··· SUPPLIED INFORMATION ···

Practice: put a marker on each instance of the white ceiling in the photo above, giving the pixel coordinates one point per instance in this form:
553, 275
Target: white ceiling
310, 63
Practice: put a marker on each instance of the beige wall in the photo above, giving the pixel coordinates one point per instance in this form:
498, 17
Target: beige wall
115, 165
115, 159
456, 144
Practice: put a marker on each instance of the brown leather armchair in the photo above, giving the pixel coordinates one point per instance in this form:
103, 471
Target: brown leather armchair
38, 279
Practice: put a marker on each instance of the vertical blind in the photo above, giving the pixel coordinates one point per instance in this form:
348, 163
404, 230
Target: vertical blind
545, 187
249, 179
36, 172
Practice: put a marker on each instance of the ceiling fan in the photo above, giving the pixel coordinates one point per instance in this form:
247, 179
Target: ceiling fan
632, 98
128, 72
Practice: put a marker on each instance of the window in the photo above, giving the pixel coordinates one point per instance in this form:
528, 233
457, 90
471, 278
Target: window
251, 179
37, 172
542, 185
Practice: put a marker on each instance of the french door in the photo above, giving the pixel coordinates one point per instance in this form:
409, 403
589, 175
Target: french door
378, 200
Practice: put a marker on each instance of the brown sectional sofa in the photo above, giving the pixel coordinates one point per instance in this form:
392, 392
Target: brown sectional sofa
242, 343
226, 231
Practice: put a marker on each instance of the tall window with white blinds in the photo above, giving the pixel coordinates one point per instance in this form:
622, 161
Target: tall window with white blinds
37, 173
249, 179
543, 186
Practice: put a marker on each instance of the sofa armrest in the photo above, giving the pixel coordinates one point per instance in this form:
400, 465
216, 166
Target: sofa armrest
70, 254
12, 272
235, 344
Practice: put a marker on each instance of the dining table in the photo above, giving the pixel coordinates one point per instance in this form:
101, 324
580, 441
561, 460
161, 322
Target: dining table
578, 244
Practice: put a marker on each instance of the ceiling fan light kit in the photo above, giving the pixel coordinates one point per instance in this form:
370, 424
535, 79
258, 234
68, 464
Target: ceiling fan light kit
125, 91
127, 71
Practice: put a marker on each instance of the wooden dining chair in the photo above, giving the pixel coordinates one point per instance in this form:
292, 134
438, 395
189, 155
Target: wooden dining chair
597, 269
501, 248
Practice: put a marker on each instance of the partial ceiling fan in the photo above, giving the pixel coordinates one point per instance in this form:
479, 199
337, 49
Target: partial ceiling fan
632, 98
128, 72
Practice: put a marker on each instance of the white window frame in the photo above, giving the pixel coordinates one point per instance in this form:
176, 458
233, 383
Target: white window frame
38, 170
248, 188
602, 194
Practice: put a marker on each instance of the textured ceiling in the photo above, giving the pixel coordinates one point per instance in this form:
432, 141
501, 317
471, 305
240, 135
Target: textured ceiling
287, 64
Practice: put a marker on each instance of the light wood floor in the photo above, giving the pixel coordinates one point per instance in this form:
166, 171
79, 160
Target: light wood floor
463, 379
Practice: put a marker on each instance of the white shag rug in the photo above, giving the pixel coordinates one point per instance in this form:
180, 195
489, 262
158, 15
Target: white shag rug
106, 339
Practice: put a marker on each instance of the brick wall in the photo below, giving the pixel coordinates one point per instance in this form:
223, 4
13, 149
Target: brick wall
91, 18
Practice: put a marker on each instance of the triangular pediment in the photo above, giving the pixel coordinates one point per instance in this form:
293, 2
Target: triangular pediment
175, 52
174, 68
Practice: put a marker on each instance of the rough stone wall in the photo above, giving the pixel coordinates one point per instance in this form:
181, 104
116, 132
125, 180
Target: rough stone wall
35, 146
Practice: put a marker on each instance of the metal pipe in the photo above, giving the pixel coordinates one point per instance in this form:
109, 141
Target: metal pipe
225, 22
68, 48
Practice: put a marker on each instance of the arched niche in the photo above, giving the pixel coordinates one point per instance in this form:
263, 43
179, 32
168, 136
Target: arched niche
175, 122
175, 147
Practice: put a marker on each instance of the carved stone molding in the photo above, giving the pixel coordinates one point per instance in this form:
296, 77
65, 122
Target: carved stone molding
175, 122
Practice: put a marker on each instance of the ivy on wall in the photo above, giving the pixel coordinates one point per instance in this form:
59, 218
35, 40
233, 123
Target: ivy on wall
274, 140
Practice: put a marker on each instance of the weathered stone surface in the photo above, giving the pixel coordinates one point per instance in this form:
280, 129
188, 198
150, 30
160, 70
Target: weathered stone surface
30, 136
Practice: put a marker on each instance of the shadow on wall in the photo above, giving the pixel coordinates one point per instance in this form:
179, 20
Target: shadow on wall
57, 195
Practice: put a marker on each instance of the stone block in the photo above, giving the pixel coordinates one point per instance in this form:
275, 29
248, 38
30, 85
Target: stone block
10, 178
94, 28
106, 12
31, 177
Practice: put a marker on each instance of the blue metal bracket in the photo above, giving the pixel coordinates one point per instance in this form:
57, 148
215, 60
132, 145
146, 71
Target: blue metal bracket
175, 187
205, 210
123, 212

···

*PROBLEM DETAILS*
Each record should be given again exactly as it reads.

*OUTPUT BELOW*
Practice: put a marker on each instance of the white ceiling in the photo above, giving the pixel coordinates one point per instance in this form:
553, 275
Target: white ceiling
310, 63
Practice: put a marker on each instance of the beige wall in the photo above, giving the pixel coordinates one point per instance in this form:
498, 17
Target: beige wall
115, 165
115, 159
456, 144
Practice: put a marker on each instance of the brown leather armchair in the photo above, giving the pixel coordinates one point per instance in this form:
103, 471
Target: brown leather armchair
38, 279
Practice: put a marker on each instance of the vertical blind in the photo above, giving the pixel coordinates one point per instance in this form:
348, 163
404, 230
Target: vertical blind
545, 187
249, 179
36, 172
Practice: put a marker on each instance of the ceiling fan in the photo above, giving the pixel coordinates one point per instance in this form:
247, 179
Target: ceiling fan
632, 98
128, 72
Practice: put a marker on each instance of the window in the photo above, giving the pixel coordinates one point per instance in this form:
528, 233
457, 90
471, 278
Target: window
251, 179
37, 172
542, 185
Practice: put a marker on each instance of the french door in the photo above, giving the pixel coordinates one point per instance in this form:
409, 403
589, 175
Target: french door
378, 200
Practice: put a marker on each instance of the brown sectional sofa in the photo above, giving the pixel coordinates one point per instance in this form:
392, 392
Target: brown sectional sofa
242, 343
226, 231
Practice: put a marker on each instance of the tall window with white blinds in the photo above, giving the pixel coordinates one point per instance in this form:
622, 161
Target: tall window with white blinds
37, 173
249, 179
543, 186
Practice: put a marker on each instance of the sofa armrest in the photo above, giving the pixel coordinates one point per instance in this form:
400, 465
216, 166
Target: sofa armrest
70, 254
12, 272
235, 344
Practice: put a marker on each instance of the dining table in the photo above, giving the pixel coordinates one point per instance in this form:
101, 324
580, 441
561, 460
161, 322
Target: dining table
578, 244
Practice: put a marker on each instance of the ceiling fan light kit in the photo above, giving the pixel coordinates one point per instance in this form:
370, 424
535, 79
258, 234
68, 464
Target: ceiling fan light kit
125, 91
127, 71
Practice: put a marker on each instance of the wooden dining chair in the photo above, giving the pixel coordinates one point per instance in this form:
292, 134
438, 395
189, 155
Target: wooden dining chair
597, 269
501, 248
Practice: put a marker on each instance of the partial ceiling fan in the photo above, giving the pixel coordinates one point per instance in this form:
479, 199
337, 49
Target: partial ceiling fan
632, 98
128, 72
Practice: put a marker on each instance of the white window frame in the photo above, giving the pixel coordinates one point per instance in this form:
176, 458
233, 383
Target: white window frame
38, 170
248, 188
602, 194
Practice: put a marker on each instance of the textured ceiling in the photo above, giving the pixel coordinates one point per instance in this form:
432, 141
501, 317
471, 305
240, 135
Target: textured ceiling
287, 64
Practice: put a marker on each instance of the light wood floor in the photo above, giving the pixel coordinates one point per instance in this form:
166, 171
79, 160
Target: light wood floor
463, 379
Practice: put a marker on each instance of the white shag rug in the photo above, giving the pixel coordinates one point per instance in this form:
180, 195
489, 262
158, 15
Target: white shag rug
106, 339
Practice: put a marker on each instance of the brick wall in the photo below, giving the pixel coordinates one point per instance in this form:
223, 4
13, 149
Target: brick wall
91, 18
Practice: put a marker on each instance of the triangular pediment in the photo above, giving the pixel coordinates one point per instance in this form:
293, 2
Target: triangular pediment
175, 52
174, 68
Practice: put a marker on each instance of the rough stone wall in the photo above, giving the pixel coordinates one point per instance in this form:
181, 104
116, 132
125, 180
Target: rough stone wall
35, 146
Practice: put a marker on each instance of the metal pipe in the photo above, giving the pixel coordinates one point per instance in this form:
109, 141
Target: metal pipe
225, 22
68, 48
Practice: put a marker on each instance of the arched niche in the photo above, giving the pixel coordinates one point per instance in this form:
263, 43
179, 32
168, 136
Target: arched niche
175, 122
175, 147
Practice: put a marker on each instance of the carved stone molding in the photo above, giving the pixel coordinates one point per instance in this form:
296, 77
65, 122
Target: carved stone molding
175, 122
Practice: put a marker on each instance of the ivy on wall in the photo above, giving the pixel coordinates one point per instance in this form:
59, 218
35, 40
233, 123
Target: ivy on wall
274, 140
Practice: put a marker on each instance of the weathered stone surface in the photo above, giving the pixel coordinates one point per instance in this form:
280, 129
188, 198
150, 30
160, 70
Target: weathered stone surface
30, 136
Practice: put a marker on each instance of the shadow on wall in the photo above, giving the pixel coordinates one point per instance in this form:
179, 20
Target: shadow on wall
57, 195
Practice: put a marker on each instance of the stone block in the photo above, giving the pixel coordinates one point per instance in this form:
275, 29
248, 38
30, 85
Target: stone block
10, 178
94, 28
106, 12
31, 177
Practice: put a marker on each instance of the blue metal bracket in the photo above, giving the pixel coordinates one point per instance in this form:
57, 148
215, 60
132, 145
146, 71
Target: blue metal bracket
175, 187
205, 210
123, 212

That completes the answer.